**EXERCISE OBJECTIVE**.
Leave the pictures out and repeat the rest of the data below exactly.

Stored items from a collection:

####

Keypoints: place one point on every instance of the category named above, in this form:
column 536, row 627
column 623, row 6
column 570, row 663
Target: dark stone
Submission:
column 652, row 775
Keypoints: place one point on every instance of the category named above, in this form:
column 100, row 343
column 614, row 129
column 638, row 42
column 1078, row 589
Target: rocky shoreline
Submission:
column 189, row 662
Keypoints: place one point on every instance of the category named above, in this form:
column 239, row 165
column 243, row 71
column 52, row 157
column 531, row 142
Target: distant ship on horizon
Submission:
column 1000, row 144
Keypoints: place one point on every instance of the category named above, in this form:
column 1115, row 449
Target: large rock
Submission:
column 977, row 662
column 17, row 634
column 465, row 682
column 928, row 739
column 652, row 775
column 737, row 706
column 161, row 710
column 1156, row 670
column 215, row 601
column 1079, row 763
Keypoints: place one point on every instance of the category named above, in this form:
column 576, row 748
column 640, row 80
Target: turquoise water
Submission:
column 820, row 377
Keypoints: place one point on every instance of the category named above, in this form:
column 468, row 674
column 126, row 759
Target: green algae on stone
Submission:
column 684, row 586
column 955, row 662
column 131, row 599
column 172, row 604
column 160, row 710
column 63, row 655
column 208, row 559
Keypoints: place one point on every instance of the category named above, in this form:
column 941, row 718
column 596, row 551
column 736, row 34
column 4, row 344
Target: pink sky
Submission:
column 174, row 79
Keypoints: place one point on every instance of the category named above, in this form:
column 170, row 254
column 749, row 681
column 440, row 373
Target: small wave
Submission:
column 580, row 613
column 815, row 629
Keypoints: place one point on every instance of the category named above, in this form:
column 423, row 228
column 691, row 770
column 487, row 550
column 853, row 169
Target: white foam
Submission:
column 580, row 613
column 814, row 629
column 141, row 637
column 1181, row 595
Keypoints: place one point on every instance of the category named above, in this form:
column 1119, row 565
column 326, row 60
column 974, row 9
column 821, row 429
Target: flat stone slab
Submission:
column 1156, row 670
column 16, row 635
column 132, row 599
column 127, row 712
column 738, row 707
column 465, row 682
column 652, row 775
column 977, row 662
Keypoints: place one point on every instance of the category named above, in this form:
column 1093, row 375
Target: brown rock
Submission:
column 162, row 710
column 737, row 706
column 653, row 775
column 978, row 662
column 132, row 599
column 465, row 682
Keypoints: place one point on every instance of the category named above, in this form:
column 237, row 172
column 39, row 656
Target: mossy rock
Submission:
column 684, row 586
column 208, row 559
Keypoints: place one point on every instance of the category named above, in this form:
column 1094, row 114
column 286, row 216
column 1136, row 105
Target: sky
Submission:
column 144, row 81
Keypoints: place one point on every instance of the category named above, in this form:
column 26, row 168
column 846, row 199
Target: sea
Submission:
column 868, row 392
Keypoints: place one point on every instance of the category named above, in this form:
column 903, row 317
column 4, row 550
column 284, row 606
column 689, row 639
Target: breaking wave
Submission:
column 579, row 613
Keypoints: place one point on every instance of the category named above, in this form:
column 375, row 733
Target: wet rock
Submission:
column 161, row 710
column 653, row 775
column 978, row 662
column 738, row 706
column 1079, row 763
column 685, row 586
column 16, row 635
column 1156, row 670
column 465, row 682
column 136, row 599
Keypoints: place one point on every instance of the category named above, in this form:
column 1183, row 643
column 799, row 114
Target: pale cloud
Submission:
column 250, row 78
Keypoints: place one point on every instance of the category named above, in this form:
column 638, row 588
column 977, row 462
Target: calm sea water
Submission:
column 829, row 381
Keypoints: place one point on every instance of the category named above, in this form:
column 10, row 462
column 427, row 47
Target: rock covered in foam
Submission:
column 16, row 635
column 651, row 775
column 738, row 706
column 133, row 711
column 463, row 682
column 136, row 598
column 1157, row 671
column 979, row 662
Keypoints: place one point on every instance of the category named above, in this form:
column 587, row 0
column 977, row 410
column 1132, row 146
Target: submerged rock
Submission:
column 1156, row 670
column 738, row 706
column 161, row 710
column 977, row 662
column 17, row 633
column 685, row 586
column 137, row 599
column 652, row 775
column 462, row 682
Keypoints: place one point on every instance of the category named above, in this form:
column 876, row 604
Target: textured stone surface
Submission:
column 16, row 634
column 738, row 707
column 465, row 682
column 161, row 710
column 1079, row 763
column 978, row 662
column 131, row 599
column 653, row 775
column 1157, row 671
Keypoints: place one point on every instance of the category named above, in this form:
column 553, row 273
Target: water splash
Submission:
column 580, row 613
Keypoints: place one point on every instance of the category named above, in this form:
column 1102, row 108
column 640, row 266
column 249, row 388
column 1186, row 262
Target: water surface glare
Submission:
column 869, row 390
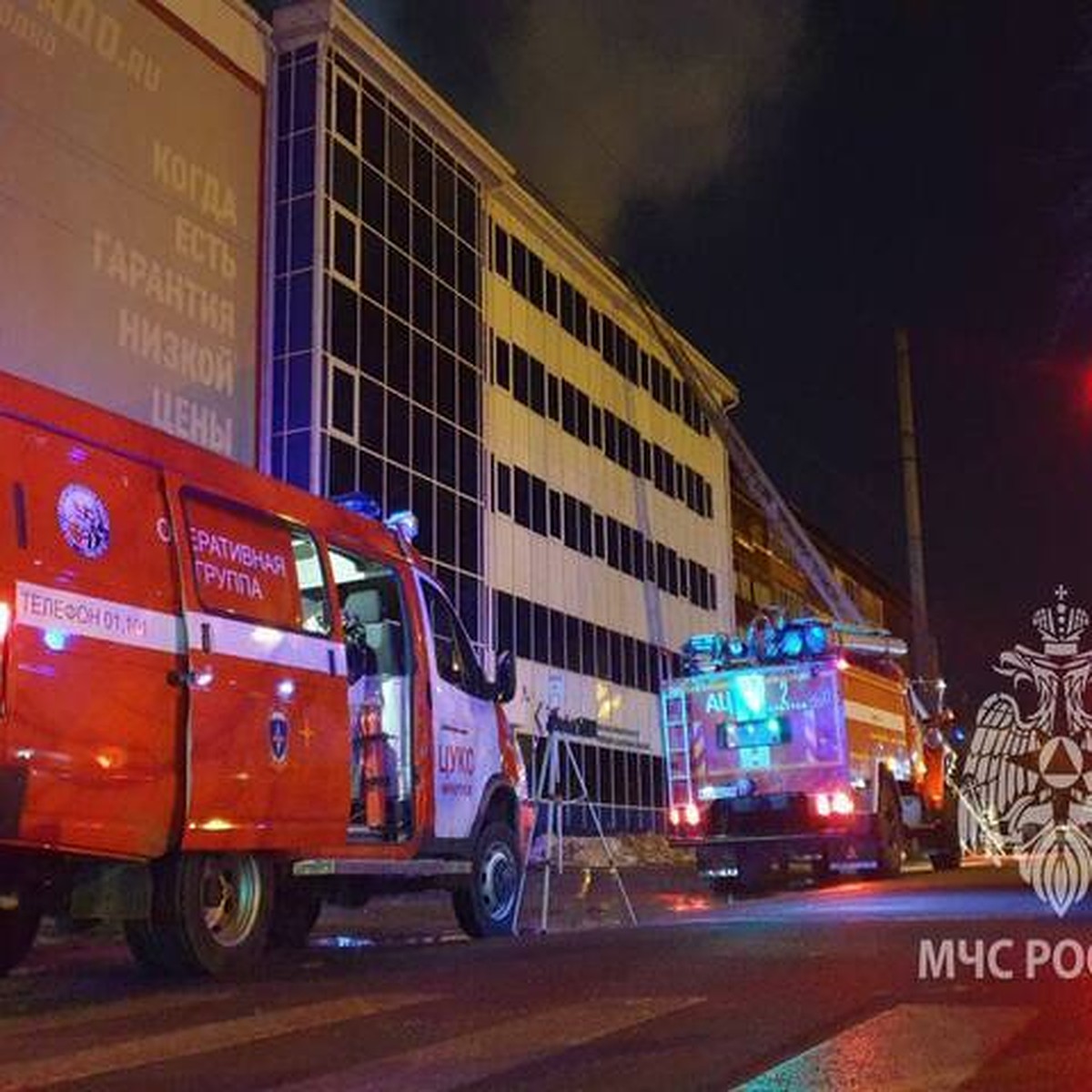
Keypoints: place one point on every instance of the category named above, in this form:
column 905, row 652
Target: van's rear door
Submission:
column 87, row 562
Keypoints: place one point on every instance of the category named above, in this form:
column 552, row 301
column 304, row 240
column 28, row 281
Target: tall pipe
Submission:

####

**RESPONSE AREA**.
Keypoints: place one point on every instance of the category named above, in this form:
column 536, row 627
column 623, row 6
column 570, row 663
Target: dark stone
Submission:
column 652, row 775
Keypoints: place one point on every instance of the category named above, in this form:
column 100, row 343
column 614, row 129
column 638, row 42
column 1078, row 589
Target: rocky shoreline
Submission:
column 189, row 662
Keypoints: place one point on every instance of the category named above, in this form:
column 239, row 165
column 243, row 71
column 52, row 157
column 531, row 142
Target: distant ship on horizon
Submission:
column 1000, row 144
Keypoints: place one point on every instance of the category named above, in this form:
column 1115, row 449
Target: large rock
Submission:
column 977, row 662
column 17, row 634
column 465, row 682
column 928, row 739
column 652, row 775
column 737, row 706
column 161, row 710
column 1156, row 670
column 215, row 601
column 1079, row 763
Keypoints: place one point on every instance of the category named above, in this form:
column 576, row 748
column 640, row 80
Target: turquoise water
Submission:
column 820, row 377
Keypoints: place one point on every instance of the category named above, in this form:
column 468, row 674
column 126, row 759
Target: green algae on stone
Submission:
column 684, row 586
column 955, row 662
column 131, row 599
column 172, row 604
column 160, row 710
column 63, row 655
column 208, row 559
Keypoints: place one point on every instance of the category named above, in this form:
column 941, row 718
column 596, row 551
column 736, row 34
column 4, row 344
Target: pink sky
Submission:
column 174, row 79
Keypoints: place one point on every instance of the category named above, in this form:
column 170, row 254
column 749, row 681
column 440, row 373
Target: small wave
Submission:
column 580, row 613
column 815, row 629
Keypoints: place one point on every instance of the category named above, in this form:
column 423, row 228
column 691, row 770
column 487, row 550
column 853, row 169
Target: white foam
Submission:
column 580, row 613
column 814, row 629
column 141, row 637
column 1181, row 595
Keypoints: place one point on every instance of the category named above, in this form:
column 1119, row 565
column 326, row 60
column 974, row 9
column 821, row 429
Target: flat stone slab
Submission:
column 1156, row 670
column 16, row 635
column 132, row 599
column 127, row 712
column 738, row 707
column 465, row 682
column 652, row 775
column 977, row 662
Keypoints: place one point on every instance of the category named above, in this form:
column 1093, row 375
Target: brown rock
Submission:
column 162, row 710
column 737, row 706
column 653, row 775
column 978, row 662
column 132, row 599
column 465, row 682
Keypoints: place one point on every instance of the category named above, in this form:
column 237, row 172
column 39, row 656
Target: mossy rock
Submission:
column 684, row 586
column 208, row 559
Keypoints: place one point on every instance of the category named above, in this form:
column 1094, row 114
column 286, row 216
column 1136, row 105
Target: sky
Submission:
column 144, row 81
Keypoints: place one point on every instance of the category named above, in this form:
column 26, row 168
column 846, row 199
Target: sea
Submission:
column 868, row 392
Keypoints: place one point on every instance of the category named above, in this form:
column 903, row 317
column 4, row 550
column 284, row 606
column 689, row 639
Target: breaking wave
Submission:
column 579, row 613
Keypoints: place one point on every instance of the category named above, in this form:
column 375, row 733
Target: wet rock
Submission:
column 161, row 710
column 653, row 775
column 978, row 662
column 738, row 706
column 1079, row 763
column 685, row 586
column 16, row 635
column 1156, row 670
column 465, row 682
column 136, row 599
Keypoints: place one point on every instance of the category named above, in this form:
column 1183, row 643
column 799, row 114
Target: pale cloud
Submission:
column 250, row 78
Keypoints: place one point on every instance of the category named above, in this form:
column 638, row 588
column 977, row 462
Target: calm sea water
Submission:
column 829, row 381
Keypoints: place one point on every instance of the category named above, in this form:
column 10, row 462
column 427, row 47
Target: rock covered in foam
Submission:
column 16, row 635
column 651, row 775
column 738, row 706
column 133, row 711
column 463, row 682
column 136, row 598
column 1157, row 671
column 979, row 662
Keypoints: place one point on every instance of the category named above, in this form:
column 587, row 0
column 977, row 410
column 1132, row 146
Target: submerged rock
Submission:
column 1156, row 670
column 738, row 706
column 161, row 710
column 977, row 662
column 17, row 633
column 685, row 586
column 137, row 599
column 652, row 775
column 462, row 682
Keypoints: place one point on every instance of the category named above, in this form:
column 876, row 604
Target: textured stone surface
Submission:
column 16, row 634
column 738, row 707
column 465, row 682
column 161, row 710
column 1079, row 763
column 978, row 662
column 131, row 599
column 653, row 775
column 1157, row 671
Keypoints: place one point on every instance of the category named above, in this form:
column 553, row 273
Target: water splash
Submission:
column 580, row 613
Keypoints: place one point on every instance of the category named above, in this form:
column 1102, row 108
column 640, row 266
column 249, row 388
column 1186, row 262
Target: water surface glare
Submission:
column 869, row 390
Keypoints: place one point on every instance of the category named above, in this form:
column 905, row 652
Target: van's rear door
Submission:
column 87, row 562
Keypoints: place one point on every instance of the category named above, in this form:
column 552, row 301
column 304, row 240
column 28, row 281
Target: tall pipe
Submission:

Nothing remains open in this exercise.